----- SUPPLIED RECORDS
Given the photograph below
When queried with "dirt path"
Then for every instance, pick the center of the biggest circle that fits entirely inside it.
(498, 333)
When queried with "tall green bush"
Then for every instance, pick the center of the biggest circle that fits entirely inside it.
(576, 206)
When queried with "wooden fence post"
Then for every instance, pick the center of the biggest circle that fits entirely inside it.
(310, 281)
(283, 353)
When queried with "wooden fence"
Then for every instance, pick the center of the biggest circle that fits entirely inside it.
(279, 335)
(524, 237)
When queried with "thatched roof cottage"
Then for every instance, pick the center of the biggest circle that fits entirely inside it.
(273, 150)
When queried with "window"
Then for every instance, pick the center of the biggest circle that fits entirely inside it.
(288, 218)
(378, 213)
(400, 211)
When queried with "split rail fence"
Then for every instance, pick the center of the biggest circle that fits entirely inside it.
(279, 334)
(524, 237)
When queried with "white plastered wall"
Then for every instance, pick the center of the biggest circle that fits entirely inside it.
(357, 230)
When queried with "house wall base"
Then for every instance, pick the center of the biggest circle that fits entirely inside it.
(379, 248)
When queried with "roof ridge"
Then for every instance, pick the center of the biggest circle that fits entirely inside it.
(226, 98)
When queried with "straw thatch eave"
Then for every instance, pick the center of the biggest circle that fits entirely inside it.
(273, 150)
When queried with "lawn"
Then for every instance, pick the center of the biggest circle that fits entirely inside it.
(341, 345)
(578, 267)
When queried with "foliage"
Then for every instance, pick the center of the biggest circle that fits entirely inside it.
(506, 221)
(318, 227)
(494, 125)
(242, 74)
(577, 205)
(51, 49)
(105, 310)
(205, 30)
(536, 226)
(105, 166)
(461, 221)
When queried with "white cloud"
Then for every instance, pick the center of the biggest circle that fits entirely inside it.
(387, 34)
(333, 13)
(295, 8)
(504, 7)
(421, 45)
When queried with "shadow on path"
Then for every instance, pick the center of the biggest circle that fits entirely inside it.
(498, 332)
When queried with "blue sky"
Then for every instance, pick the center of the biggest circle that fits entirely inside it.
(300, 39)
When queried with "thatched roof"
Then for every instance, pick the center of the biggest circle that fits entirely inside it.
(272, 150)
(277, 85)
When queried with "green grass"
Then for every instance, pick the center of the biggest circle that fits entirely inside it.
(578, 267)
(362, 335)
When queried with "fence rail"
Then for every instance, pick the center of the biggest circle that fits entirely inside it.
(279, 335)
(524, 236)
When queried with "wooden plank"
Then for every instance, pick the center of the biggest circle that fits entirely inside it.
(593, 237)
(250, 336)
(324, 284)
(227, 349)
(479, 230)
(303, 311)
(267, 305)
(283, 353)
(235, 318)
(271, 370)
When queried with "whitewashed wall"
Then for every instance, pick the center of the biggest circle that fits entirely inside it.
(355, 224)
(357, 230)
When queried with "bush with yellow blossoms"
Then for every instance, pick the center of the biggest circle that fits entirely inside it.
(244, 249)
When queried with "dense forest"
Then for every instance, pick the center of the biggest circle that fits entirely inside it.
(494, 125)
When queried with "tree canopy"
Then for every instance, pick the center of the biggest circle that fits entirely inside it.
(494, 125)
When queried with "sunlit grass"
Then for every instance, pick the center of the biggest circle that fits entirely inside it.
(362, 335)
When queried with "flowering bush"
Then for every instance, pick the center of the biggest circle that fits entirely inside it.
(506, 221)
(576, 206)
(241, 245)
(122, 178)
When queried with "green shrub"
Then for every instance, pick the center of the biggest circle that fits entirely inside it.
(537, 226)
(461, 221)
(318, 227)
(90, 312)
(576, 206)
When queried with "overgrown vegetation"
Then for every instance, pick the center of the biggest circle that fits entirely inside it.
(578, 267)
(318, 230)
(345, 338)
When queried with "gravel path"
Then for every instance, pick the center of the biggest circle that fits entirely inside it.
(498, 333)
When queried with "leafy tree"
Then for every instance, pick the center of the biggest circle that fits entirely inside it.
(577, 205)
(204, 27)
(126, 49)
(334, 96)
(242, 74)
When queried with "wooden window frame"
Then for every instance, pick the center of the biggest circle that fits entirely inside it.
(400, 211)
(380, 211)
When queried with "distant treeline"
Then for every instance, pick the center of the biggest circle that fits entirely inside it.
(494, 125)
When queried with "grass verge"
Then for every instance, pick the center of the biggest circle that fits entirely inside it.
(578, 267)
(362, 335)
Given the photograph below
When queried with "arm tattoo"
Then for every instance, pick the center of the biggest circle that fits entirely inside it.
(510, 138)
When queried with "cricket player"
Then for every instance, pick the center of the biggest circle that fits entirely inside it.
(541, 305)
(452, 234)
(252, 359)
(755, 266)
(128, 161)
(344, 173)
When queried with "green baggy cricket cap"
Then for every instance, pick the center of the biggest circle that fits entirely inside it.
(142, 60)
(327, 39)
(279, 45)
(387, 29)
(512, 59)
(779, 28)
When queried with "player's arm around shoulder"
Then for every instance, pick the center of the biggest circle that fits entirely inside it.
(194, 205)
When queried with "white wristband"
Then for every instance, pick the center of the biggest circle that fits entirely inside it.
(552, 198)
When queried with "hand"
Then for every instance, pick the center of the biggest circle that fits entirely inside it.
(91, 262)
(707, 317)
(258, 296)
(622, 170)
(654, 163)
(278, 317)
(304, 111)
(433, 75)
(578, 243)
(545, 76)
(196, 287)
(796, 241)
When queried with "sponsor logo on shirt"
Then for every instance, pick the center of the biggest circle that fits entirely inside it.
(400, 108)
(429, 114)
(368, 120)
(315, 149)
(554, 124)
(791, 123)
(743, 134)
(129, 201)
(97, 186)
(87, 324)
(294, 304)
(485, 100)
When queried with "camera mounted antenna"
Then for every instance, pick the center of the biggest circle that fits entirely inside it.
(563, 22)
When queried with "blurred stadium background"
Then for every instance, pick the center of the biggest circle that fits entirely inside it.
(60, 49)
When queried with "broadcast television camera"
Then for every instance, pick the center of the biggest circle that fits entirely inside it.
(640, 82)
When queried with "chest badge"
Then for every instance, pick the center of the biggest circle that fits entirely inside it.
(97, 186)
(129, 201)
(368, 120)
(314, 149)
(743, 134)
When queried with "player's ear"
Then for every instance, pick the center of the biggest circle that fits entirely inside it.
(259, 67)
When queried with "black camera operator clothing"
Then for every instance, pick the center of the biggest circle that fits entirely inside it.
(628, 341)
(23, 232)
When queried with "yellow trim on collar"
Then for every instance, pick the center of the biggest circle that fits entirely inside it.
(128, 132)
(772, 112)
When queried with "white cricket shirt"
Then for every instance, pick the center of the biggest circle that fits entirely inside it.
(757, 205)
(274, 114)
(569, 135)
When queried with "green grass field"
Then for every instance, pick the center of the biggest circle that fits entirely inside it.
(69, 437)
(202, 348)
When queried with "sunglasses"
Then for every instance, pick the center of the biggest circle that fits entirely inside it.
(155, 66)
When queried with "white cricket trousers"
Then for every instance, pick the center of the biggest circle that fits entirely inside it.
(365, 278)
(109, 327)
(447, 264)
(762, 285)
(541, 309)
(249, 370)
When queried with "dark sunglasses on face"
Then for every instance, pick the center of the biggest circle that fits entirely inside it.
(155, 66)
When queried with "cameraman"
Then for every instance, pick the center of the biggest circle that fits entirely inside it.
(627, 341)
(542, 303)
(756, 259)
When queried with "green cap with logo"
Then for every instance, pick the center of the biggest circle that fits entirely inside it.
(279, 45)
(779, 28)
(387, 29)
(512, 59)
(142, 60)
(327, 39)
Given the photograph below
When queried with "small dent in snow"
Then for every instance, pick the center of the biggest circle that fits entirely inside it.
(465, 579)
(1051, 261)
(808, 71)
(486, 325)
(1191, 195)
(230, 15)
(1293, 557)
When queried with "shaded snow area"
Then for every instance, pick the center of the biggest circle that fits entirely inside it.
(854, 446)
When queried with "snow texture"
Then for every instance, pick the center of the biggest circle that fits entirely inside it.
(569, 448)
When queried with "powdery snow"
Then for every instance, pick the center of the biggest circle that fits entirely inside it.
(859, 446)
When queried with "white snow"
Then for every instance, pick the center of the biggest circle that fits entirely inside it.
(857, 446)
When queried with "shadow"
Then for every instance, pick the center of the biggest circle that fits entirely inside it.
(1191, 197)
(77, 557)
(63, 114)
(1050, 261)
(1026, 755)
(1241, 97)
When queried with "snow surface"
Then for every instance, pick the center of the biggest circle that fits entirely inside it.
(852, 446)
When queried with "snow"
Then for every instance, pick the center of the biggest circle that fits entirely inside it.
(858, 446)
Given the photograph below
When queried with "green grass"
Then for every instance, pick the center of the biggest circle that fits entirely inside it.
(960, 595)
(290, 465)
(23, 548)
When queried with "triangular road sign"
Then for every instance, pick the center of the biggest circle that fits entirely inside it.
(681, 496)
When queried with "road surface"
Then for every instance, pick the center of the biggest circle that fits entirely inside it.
----------
Report every line in the rows above that contains the string "player", and copy each such line in full.

**FULL OUTPUT:**
When queried with "cricket player"
When queried with "player's arm around shoulder"
When queried with "player's ear"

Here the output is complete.